• [課題 1]
戸別補償制度についての文章を読み、次の問いに答えてください。
(a) 生産調整に参加するコメ農家には、10アールあたりいくらが一律に支払われますか。
(b) 統計で過半数を占めるとされている小規模農家は、何ヘクタール以下の農家ですか。
(c) 書き手は米作に使う機械について、どのような方針を取っていますか。
• [課題 2] 戸別補償制度についての文章を、最後の文の後から引き継いで書き進めてください。

プルサーマル計画を憂慮する有志の会

愛媛県伊方発電所3号機におけるプルサーマル発電の問題を考える有志の会です。

戸別補償制度の是非

2010年09月05日 | 日記
 9月5日付け『朝日新聞』に、戸別補償制度に関する記事が掲載されています。私自身も小規模ながら農業を、米作をしていますので、農業の現実と同制度の感想を書かせて頂きます。(以下、「」は同記事の抜粋、引用です)

 本年度から導入される「戸別補償制度」は、「生産調整(減反)に参加するコメ農家に、10アールあたり1万5千円を一律に払う制度」です。また、主食米以外の野菜や飼料用或は米粉用の米に転作すると、「1ヘクタールあたり20万円の転作補助金」が出ます。さらに、「その年の米価が過去3年の平均価格を下回れば差額分が追加で支給される」制度です。

 「大規模農家では補償額は数百万円単位になる。余裕が出れば経営体質を強化するための投資に使える」とありますが、小規模農家(統計では1ヘクタール以下の農家が過半数です)では、赤字のところが多く、その「赤字穴埋めがやっと」というのが現状のようです。

 私自身の場合は、中古の機械を購入し、壊れるまで使うという方針で、それでなんとか米作はギリギリ(楽観的に観てですが)プラスマイナスゼロ、勿論人件費(労働への対価)は無しとしての計算ですので、働いて収入ゼロというのは数字上は赤字ですが、土地が生き、自分自身で作った米が食べることが出来、家族や友人が美味しいと言ってくれることは、お金には換えがたいもので、その喜びは、十二分に農を営むことに対する対価となっています。

 でもまあ、数字に出せば赤字、それも私のように極力機械代に掛かる経費を抑え、中古の能率の悪い機械で、人の何倍も時間を掛けて作業をするようにして、なんとかトントンなのですが、私の地域のどの農家の方を見てみても、明らかな赤字で、買って食べた方が安い、というのが現実なのです。大抵は兼業農家の方で、その主の職業からの収入で赤字の補填をするというのが現状です。

ポイント注釈セットの項目:
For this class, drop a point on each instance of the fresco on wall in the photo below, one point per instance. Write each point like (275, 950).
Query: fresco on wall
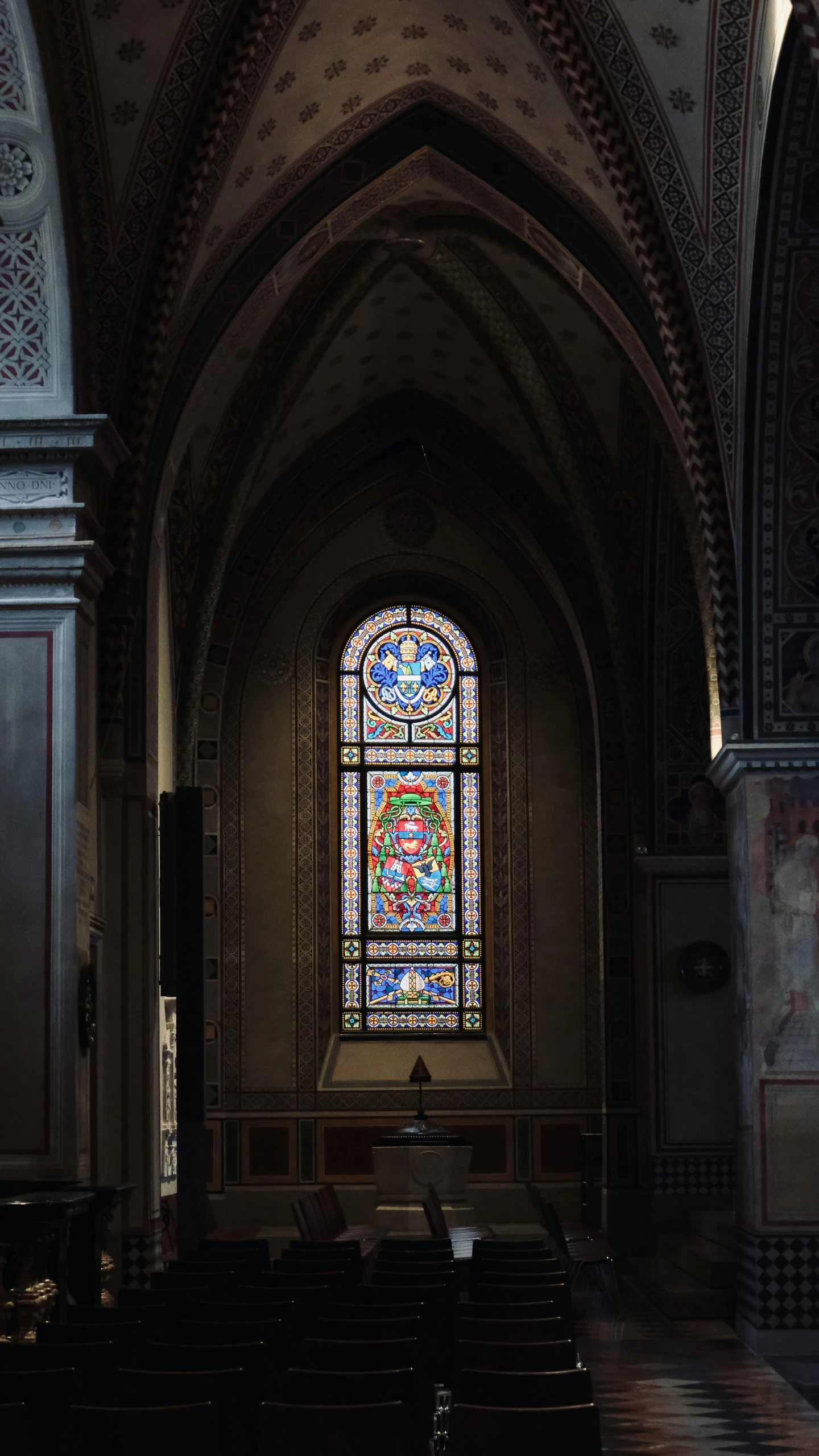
(801, 673)
(700, 813)
(786, 874)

• [模範解答 1]
(a) 1万5千円です。
(b) 1ヘクタール以下の農家です。
(c) 中古の機械を購入し、壊れるまで使うという方針です。

• [模範解答 2]
 働いて、気を揉んで、それで赤字、会社で苦労して働いた収入を年に何十万も赤字補填するなんて、馬鹿らしいことをすると、非農家の方は思われるかもしれませんが、こうした農家がいたから、辛うじてこの日本の農業は支えられてきたのです。

 今やその農家の方も高齢化し、年金暮らしとなり、年金まで突っ込みながら農業をする方は、段々少なくなってきています。体力的にもより難しくなっていますから、後継者(働いてお金を払う仕事に付く人はいないでしょう)はおらず、今農業をやっている私より年配の方が止めてしまえば、この国のいわゆる農は、なくなってしまうかも知れません。

 勿論、今回の制度によって、大規模な農家(最近は企業が段々と参入してきていますが)はそのメリットを受けるでしょうが、多くの小規模農家は、赤字が少しだけ減るということで、現状が先細りであるということはなんら変わりません。
 私も同制度に申請しましたが、私の場合は3反4畝(34アール)ほどの作付け面積なので、直接補償が認められれば、約5万円頂くことになります。(肥料代ぐらいは出ると思いますが)

 民主党の今回の政策が、バラマキに過ぎないとの批判は否めませんが、山田農水省が、「欧州連合(EU)では農家所得の8割、米国では3割を直接国が補償する制度が当たり前になっている。・・・農水省の事業の無駄をチェックして、いらない事業をやめる。財源をできるだけ戸別補償制度に集める・・・コメ作りは恒常的に赤字。これを安定的に作ってもらえるよう補償する。環境保全などに対するコストという面もあります」とコメントしているように、無駄を削って必要な所にお金を入れる、それで日本の農業を、環境を守るというのであれば、その意義があるかとは思いますが、正直、貴重な税金を頂いても、今後農を存続してやっていけるかどうかは、分かりません。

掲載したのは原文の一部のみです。